'''

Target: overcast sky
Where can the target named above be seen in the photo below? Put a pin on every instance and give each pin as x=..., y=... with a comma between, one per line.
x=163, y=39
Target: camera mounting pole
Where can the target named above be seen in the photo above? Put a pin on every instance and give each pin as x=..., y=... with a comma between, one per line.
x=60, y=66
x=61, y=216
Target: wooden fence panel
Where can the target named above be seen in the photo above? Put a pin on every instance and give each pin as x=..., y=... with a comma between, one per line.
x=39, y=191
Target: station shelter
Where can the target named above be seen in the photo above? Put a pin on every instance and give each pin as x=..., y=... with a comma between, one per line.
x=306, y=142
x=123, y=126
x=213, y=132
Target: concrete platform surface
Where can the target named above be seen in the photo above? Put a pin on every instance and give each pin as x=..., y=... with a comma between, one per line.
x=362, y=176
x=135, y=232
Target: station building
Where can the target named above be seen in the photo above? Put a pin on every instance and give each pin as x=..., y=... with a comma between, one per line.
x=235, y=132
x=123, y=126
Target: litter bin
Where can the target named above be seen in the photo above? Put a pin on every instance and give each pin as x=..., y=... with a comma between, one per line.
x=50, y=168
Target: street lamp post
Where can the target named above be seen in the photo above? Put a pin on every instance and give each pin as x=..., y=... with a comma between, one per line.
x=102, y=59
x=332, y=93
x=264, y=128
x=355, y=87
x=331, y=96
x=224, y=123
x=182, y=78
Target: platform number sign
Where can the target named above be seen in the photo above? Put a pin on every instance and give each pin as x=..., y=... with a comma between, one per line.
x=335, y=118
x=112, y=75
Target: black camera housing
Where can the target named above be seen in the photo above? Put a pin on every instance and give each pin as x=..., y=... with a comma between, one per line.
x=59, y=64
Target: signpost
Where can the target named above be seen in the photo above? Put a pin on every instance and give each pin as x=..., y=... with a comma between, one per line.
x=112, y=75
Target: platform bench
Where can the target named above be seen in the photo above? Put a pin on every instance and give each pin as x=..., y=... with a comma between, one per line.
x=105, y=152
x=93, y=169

'''

## TASK BRIEF
Repeat word for word each line from the one with "Target: concrete platform surface" to the end of the records above, inclusive.

## SOLUTION FOR THIS TASK
Target: concrete platform surface
Where can the target named above be seen in the photo above? Put a pin on every instance and give each pin as x=..., y=... with a comma between, one per line.
x=362, y=176
x=135, y=232
Target: station building
Where can the target named above be seen in the photo above? Put a pin on every instance and give each pin as x=..., y=... with a comma between, one per line.
x=235, y=132
x=123, y=126
Target: litter bin
Where can the target named above be seen in the photo above? Put a pin on every instance and give each pin as x=..., y=... with a comma between, one per line.
x=50, y=168
Target: street lamp post
Where can the target named above be seen in the photo above? Put a pin on every instance and give each pin as x=..., y=... with a comma between, one per line.
x=102, y=59
x=332, y=93
x=264, y=128
x=355, y=87
x=331, y=96
x=224, y=123
x=182, y=78
Target: platform number sign
Where can the target named above be seen in the photo above? Put a pin on every instance and give each pin as x=..., y=... with a comma between, one per line.
x=335, y=118
x=112, y=75
Target: black camera housing
Where can the target named above be seen in the photo above? Put a pin on every instance and give each pin as x=..., y=... with a comma between, one per line.
x=59, y=64
Target: signpost
Where can the target named above be seen in the photo above? Put a pin on every instance and give each pin as x=..., y=... with a comma between, one per line.
x=112, y=75
Target: platform bench
Where can the target named above be seen in the photo above? Put a pin on every instance and give each pin as x=..., y=... with a comma between, one per line.
x=105, y=152
x=93, y=169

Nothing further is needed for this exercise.